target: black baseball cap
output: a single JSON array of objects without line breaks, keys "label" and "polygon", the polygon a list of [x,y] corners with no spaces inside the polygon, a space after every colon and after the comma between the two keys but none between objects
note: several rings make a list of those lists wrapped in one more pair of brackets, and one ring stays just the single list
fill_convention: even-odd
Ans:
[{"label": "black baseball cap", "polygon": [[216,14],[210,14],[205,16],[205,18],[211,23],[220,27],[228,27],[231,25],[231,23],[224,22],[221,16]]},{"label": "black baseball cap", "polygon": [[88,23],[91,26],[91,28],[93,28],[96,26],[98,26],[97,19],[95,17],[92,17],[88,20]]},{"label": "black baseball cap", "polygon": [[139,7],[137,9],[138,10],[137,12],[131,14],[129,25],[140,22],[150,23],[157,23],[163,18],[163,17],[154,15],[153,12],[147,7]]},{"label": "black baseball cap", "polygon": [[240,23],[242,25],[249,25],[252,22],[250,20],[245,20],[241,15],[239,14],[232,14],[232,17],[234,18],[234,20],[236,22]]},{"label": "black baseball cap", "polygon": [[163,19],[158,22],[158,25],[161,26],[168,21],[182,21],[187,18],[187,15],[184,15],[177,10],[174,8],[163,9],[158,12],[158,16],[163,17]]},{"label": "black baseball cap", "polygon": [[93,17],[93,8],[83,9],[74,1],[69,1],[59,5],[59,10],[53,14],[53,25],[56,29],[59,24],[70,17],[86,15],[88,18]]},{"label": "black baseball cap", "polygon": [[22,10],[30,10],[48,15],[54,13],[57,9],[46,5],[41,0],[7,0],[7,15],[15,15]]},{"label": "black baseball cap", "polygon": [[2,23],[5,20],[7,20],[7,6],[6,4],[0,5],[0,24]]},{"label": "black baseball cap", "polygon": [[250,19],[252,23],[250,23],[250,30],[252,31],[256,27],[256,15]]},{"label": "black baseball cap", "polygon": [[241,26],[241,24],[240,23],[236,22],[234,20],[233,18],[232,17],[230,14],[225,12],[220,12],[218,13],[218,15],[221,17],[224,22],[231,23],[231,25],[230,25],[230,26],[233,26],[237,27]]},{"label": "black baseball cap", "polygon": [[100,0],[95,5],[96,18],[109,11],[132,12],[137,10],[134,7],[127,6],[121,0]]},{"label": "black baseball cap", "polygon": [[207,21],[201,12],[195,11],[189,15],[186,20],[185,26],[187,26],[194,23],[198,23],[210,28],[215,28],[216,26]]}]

□ □ □

▸ **WHAT NEEDS TO BE DONE**
Put the lines above into a Markdown table with two columns, Row and Line. Give each line its own numbered row and leave out blank lines.

▸ **FINISHED TASK**
| Row | Line |
|---|---|
| 1 | target: black baseball cap |
| 2 | output: a single JSON array of objects without line breaks, keys "label" and "polygon", the polygon a list of [x,y] corners with no spaces inside the polygon, a space after every colon and after the comma between the two keys but none between objects |
| 3 | note: several rings make a list of those lists wrapped in one more pair of brackets, and one ring stays just the single list |
| 4 | fill_convention: even-odd |
| 5 | Ans: |
| 6 | [{"label": "black baseball cap", "polygon": [[216,14],[210,14],[205,16],[205,18],[211,23],[220,27],[228,27],[231,25],[231,23],[224,22],[221,16]]},{"label": "black baseball cap", "polygon": [[88,23],[91,26],[91,28],[93,28],[96,26],[98,26],[97,19],[95,17],[92,17],[88,20]]},{"label": "black baseball cap", "polygon": [[139,7],[137,9],[138,10],[137,12],[131,14],[129,25],[140,22],[150,23],[157,23],[163,18],[163,17],[154,15],[153,12],[147,7]]},{"label": "black baseball cap", "polygon": [[240,23],[242,25],[249,25],[252,22],[250,20],[245,20],[241,15],[239,14],[232,14],[232,17],[234,18],[234,20],[236,22]]},{"label": "black baseball cap", "polygon": [[163,19],[158,22],[158,25],[161,26],[168,21],[182,21],[187,18],[187,15],[184,15],[177,10],[174,8],[163,9],[158,12],[158,16],[163,17]]},{"label": "black baseball cap", "polygon": [[93,17],[93,8],[83,9],[74,1],[69,1],[59,5],[59,10],[53,14],[53,25],[56,29],[59,24],[70,17],[86,15],[88,18]]},{"label": "black baseball cap", "polygon": [[22,10],[30,10],[48,15],[54,13],[57,9],[46,5],[41,0],[7,0],[7,15],[15,15]]},{"label": "black baseball cap", "polygon": [[2,23],[5,20],[7,20],[7,6],[6,4],[0,5],[0,24]]},{"label": "black baseball cap", "polygon": [[250,19],[252,23],[250,23],[250,30],[252,31],[256,27],[256,15]]},{"label": "black baseball cap", "polygon": [[241,26],[241,24],[240,23],[236,22],[234,20],[233,18],[232,17],[230,14],[225,12],[220,12],[218,13],[218,15],[221,17],[224,22],[231,23],[231,25],[230,25],[230,26],[233,26],[237,27]]},{"label": "black baseball cap", "polygon": [[100,0],[95,5],[96,18],[109,11],[132,12],[137,10],[134,7],[127,6],[121,0]]},{"label": "black baseball cap", "polygon": [[207,21],[201,12],[195,11],[189,15],[186,20],[185,26],[187,26],[194,23],[198,23],[210,28],[215,28],[216,26]]}] |